* _What needs to be done_
The response must consist of each line in the listing that has the word "brown" in it.

* _Material for this task_
*-*-*

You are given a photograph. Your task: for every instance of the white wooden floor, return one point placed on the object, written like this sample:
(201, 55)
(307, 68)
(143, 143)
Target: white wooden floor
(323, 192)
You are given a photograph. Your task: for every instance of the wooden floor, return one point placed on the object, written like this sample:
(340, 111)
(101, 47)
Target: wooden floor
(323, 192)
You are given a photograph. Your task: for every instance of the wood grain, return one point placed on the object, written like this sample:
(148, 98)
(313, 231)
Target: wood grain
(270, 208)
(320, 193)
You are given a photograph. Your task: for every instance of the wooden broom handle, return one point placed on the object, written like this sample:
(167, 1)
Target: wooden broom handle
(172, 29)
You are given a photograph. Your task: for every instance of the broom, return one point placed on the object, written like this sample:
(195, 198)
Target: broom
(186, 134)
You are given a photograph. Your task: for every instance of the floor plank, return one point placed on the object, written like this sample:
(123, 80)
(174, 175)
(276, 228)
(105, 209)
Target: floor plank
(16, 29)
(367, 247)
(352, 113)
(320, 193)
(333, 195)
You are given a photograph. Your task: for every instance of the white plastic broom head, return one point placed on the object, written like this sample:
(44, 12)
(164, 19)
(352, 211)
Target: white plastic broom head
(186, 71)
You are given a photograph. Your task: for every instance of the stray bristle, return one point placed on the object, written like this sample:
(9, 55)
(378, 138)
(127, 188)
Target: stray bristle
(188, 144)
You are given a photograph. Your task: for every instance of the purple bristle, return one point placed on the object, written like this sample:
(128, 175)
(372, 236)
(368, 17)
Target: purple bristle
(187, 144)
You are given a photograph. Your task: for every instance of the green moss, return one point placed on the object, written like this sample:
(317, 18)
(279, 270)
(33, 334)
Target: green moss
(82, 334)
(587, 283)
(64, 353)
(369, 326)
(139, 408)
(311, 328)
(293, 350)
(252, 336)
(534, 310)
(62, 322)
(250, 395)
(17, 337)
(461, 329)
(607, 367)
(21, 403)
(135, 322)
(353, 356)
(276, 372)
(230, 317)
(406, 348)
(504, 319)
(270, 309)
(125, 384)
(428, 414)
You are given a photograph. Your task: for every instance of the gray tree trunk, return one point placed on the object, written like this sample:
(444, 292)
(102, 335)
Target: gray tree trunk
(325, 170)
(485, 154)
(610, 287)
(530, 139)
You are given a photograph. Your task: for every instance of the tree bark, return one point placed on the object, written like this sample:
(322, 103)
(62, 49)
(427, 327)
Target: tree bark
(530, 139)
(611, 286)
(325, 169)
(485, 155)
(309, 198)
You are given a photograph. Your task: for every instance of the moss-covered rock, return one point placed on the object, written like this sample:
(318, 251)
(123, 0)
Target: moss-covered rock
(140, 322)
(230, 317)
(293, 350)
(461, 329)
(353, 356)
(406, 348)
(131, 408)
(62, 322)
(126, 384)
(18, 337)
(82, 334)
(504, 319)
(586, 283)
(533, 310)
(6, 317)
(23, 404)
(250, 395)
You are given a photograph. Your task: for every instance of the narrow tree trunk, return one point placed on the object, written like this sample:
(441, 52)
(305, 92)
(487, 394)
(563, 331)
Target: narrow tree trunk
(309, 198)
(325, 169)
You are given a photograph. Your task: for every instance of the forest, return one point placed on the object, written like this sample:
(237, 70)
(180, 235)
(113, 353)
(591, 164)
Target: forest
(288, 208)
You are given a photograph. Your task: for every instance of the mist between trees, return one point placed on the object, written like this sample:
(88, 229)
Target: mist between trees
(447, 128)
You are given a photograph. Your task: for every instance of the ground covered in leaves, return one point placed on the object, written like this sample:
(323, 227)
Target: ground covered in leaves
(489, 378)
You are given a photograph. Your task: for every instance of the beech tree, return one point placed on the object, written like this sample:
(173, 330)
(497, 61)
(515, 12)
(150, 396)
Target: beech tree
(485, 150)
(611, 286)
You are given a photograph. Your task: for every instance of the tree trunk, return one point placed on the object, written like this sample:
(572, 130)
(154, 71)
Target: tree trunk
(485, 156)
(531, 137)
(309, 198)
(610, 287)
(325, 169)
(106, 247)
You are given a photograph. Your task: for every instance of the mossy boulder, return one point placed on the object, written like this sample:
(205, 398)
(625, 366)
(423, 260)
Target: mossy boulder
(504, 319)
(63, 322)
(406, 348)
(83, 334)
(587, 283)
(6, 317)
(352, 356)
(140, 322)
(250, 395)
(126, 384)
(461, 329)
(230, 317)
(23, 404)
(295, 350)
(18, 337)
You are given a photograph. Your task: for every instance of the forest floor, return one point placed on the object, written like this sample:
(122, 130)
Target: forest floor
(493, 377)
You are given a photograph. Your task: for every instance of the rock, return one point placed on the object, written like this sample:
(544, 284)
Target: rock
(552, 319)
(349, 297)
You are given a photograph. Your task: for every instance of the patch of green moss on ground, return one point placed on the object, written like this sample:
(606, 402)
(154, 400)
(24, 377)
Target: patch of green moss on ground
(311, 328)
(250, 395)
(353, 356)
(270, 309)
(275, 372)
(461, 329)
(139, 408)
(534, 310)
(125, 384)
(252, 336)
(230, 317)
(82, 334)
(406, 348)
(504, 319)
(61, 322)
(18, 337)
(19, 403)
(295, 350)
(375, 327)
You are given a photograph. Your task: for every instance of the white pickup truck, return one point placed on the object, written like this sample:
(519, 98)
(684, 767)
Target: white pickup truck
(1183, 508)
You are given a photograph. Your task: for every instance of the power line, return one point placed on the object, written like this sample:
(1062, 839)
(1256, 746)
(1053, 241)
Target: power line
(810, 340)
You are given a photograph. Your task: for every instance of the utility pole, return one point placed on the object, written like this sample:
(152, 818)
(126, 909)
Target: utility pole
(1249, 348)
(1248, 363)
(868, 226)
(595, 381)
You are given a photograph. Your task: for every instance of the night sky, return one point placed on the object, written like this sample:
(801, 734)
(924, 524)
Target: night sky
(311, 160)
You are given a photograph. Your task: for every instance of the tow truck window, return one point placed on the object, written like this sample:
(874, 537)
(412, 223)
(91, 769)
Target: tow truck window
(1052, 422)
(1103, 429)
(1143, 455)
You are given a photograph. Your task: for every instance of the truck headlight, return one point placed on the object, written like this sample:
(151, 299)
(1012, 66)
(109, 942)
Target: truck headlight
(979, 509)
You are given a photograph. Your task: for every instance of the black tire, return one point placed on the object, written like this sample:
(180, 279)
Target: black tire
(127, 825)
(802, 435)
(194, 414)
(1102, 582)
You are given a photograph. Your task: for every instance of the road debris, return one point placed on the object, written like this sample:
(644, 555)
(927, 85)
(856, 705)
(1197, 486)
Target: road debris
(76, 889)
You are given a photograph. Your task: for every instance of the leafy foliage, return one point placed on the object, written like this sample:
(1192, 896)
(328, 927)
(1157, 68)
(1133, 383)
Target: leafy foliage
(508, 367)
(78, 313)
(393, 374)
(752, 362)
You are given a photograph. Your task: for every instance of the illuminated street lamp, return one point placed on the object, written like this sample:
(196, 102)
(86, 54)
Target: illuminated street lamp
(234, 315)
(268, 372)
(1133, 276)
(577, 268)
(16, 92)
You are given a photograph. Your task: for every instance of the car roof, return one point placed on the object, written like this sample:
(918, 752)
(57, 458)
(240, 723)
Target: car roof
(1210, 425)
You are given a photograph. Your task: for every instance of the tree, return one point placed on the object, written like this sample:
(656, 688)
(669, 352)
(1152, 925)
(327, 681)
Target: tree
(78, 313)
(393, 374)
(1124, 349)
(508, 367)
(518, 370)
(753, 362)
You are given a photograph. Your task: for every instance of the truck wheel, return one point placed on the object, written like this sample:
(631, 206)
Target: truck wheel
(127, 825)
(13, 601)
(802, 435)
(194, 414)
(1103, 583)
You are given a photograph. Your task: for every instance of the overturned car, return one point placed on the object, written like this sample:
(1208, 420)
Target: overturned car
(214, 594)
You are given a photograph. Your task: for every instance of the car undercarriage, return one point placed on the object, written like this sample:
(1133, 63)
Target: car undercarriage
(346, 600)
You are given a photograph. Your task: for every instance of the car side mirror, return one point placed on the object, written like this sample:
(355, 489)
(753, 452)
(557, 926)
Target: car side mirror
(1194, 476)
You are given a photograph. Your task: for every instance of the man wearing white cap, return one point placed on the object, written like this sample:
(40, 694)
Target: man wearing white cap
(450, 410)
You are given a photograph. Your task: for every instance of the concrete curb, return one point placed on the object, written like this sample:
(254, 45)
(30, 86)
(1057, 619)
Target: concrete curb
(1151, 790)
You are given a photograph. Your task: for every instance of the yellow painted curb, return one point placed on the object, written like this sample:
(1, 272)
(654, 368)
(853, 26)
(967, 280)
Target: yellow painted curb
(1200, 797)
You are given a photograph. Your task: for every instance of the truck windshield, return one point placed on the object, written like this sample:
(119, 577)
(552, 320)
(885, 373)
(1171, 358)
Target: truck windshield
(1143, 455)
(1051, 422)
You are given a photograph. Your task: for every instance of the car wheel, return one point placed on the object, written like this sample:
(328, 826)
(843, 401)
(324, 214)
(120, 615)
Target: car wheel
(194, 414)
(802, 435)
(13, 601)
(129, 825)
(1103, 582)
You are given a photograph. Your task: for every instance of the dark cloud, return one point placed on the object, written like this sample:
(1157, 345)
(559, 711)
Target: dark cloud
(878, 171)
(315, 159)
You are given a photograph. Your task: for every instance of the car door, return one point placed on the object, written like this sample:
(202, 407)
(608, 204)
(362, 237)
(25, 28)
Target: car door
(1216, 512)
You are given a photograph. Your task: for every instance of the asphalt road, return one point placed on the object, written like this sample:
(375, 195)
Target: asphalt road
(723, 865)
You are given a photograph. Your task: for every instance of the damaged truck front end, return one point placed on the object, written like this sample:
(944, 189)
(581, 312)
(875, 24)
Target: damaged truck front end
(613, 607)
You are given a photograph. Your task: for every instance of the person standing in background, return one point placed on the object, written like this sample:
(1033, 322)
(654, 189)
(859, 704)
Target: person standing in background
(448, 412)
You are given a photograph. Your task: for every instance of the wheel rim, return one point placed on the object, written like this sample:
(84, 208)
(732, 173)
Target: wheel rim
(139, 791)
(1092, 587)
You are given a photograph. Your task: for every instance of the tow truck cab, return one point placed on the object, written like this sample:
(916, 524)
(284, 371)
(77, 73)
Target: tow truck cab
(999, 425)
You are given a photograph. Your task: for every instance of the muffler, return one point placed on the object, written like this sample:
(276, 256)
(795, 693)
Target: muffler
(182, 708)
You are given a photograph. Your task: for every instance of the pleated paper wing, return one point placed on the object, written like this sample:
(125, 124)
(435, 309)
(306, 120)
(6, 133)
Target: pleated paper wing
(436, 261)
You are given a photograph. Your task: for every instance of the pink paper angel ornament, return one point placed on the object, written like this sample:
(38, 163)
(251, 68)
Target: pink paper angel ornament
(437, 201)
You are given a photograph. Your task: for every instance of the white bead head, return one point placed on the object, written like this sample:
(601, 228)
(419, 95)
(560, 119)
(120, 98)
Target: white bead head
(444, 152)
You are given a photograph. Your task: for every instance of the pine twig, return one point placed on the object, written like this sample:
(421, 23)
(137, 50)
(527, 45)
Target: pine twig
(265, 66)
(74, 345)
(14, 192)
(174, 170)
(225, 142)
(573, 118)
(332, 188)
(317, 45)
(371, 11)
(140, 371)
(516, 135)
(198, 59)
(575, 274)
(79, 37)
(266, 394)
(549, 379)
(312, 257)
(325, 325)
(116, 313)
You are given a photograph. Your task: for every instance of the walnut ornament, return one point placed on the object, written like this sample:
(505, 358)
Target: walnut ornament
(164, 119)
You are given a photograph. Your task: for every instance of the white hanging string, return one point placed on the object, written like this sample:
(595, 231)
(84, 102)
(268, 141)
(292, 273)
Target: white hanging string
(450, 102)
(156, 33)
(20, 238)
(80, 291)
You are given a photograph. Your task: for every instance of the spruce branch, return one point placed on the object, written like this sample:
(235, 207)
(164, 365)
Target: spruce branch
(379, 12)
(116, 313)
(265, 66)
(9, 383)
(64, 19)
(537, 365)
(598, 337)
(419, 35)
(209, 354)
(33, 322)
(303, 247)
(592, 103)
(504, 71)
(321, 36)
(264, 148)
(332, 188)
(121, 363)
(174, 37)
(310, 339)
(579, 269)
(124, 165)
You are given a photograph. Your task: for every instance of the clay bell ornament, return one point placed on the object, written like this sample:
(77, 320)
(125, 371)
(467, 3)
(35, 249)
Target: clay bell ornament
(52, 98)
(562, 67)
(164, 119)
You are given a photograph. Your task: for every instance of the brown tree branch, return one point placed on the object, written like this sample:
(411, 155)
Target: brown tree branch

*-*-*

* _Task answer_
You are given a photograph. Your task: for every instance of the brown tree branch, return one point placed on the object, written like this sample:
Target: brown tree branch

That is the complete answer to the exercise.